• _WRITTEN TASK 1_
In the Q&A on the Authentic Self below, what does the text list as the things we typically call the personality?

• _DOCUMENT EXCERPT_
◆ ◆ ◆
Q: What do you mean by “Authentic Self?”
A: Let’s start by talking about what it is not. The
Authentic Self is not the “personality” as we typically think of it.
All the idiosyncratic behavior, thought and attitude, which we typically call the personality, may be coming from a
mask and costume we’ve worn since we were so small we can’t even remember it.
The Authentic Self is not all the little things we do and say about which we generally say “that’s
just me.” The Authentic Self runs much deeper than these modalities of
expression. It can be compared to the roots of a tree, in that while the tree
may be experiencing wind, rain, lightening, and people carving their initials in it, the roots are doing just fine—thank
you very much. The Authentic Self is a raw essence of vitality that is experienced
internally, if it isn’t overly repressed, before it is consciously expressed externally.
Q: Well if that is true, then how would anyone ever begin to connect with it, much less begin to, as you
put it, “live it out?”
◆ ◆ ◆
(Dataset excerpt)

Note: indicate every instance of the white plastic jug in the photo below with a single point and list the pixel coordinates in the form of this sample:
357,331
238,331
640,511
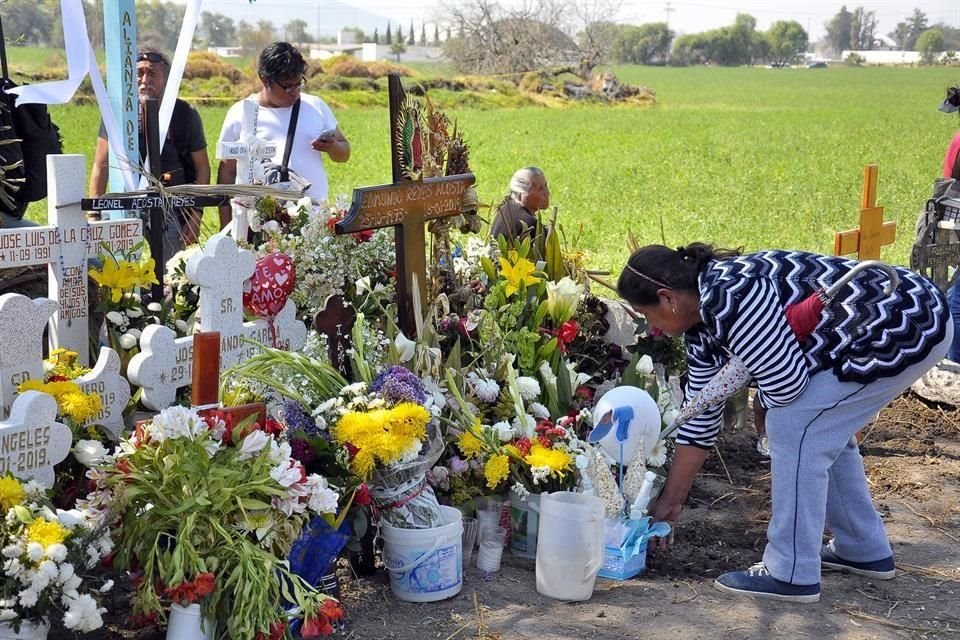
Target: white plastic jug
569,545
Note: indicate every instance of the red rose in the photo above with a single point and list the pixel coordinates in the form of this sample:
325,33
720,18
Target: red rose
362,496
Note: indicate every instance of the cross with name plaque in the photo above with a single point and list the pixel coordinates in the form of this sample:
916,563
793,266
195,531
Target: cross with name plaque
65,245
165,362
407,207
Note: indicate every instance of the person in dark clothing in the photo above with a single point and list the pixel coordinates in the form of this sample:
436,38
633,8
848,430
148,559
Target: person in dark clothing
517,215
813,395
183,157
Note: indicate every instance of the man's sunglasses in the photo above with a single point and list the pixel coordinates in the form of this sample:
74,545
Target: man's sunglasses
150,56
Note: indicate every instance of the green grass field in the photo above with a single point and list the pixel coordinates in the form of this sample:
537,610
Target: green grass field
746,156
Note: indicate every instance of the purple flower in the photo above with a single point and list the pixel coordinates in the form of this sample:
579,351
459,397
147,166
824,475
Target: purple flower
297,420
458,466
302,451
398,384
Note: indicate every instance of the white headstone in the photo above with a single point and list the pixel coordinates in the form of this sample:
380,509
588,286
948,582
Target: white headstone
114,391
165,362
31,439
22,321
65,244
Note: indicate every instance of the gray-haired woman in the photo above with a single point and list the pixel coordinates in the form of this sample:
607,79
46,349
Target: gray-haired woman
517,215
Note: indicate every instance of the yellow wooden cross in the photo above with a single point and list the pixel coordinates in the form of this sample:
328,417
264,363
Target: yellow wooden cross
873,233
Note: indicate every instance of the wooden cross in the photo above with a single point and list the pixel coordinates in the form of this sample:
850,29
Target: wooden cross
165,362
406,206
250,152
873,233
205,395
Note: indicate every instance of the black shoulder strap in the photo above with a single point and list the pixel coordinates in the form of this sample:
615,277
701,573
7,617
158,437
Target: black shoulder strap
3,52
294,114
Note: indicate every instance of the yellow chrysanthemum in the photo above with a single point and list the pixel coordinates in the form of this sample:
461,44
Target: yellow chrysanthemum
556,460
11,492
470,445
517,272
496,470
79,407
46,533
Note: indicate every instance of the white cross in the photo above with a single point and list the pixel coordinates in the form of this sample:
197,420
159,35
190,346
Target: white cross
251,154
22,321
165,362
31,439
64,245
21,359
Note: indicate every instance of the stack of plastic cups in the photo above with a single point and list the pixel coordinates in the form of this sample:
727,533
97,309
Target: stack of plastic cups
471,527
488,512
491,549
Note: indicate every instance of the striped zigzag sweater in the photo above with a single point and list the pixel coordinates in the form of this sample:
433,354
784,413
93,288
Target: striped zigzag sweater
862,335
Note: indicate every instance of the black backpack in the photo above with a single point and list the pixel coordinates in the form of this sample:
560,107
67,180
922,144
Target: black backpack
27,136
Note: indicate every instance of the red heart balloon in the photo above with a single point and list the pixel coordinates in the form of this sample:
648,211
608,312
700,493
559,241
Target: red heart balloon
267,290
◆ ◆ ◆
• _WRITTEN TASK 2_
Which lines of the records above contain the word "shoulder"? Copy each of them.

• _PROBLEM SOLUTION 1_
Idiosyncratic behavior, thought, and attitude.

• _PROBLEM SOLUTION 2_
Note: indicate every instance of the black shoulder strap in the photo above with a single point and list the pixel coordinates in the form of this sample:
Target: black shoulder strap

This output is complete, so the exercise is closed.